From the passage on US tech regulation, extract the words from "Despite clear and" to "of geopolitical considerations." without changing anything.
[[ PASSAGE open ]]
Despite clear and innumerable examples of how digital surveillance and algorithmic decisionmaking perpetuates harm, it is far too often that policymakers and policy wonks call attention to digital abuses in other countries while ignoring the need for democratic tech regulation in our own. Perhaps most notably, some members of Congress continue framing needed regulatory action against large tech firms as a trade-off with US global competitiveness. None of this is to support political relativism; the United States is not, as some dictators like to suggest, as unfree as many other countries. But the US needs to curb digital harms for its own sake—to protect its own citizens—not just because of geopolitical considerations.
The United States doesn’t have adequate federal privacy protections to restrict rampant data collection, sale, and exploitation by private companies. Law enforcement facial recognition use is rapidly growing with few clear and consistent rules and little transparency in the first place. Dependencies have been built on platforms like Facebook whose chief executive, as Siva Vaidhyanathan recently argued, refuses to address fundamental issues with the platform. And much of this digital surveillance and algorithmic decisionmaking occurs with government organizations and companies intertwined: smart doorbell cameras and police partnerships, racist risk assessment algorithms in US courts, data brokerage firms fueling deportations.
[[ PASSAGE closed ]]
[[ INFORMATION SHOWN open ]]
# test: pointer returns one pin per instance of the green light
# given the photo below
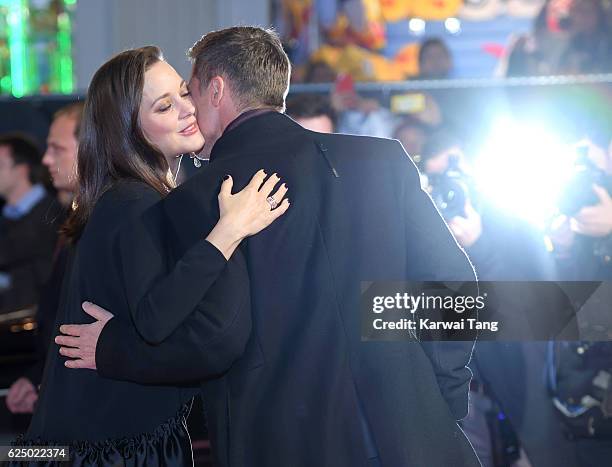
[[ INFORMATION SHOWN closed ]]
## WRITTEN RESPONSE
Despite clear and innumerable examples of how digital surveillance and algorithmic decisionmaking perpetuates harm, it is far too often that policymakers and policy wonks call attention to digital abuses in other countries while ignoring the need for democratic tech regulation in our own. Perhaps most notably, some members of Congress continue framing needed regulatory action against large tech firms as a trade-off with US global competitiveness. None of this is to support political relativism; the United States is not, as some dictators like to suggest, as unfree as many other countries. But the US needs to curb digital harms for its own sake—to protect its own citizens—not just because of geopolitical considerations.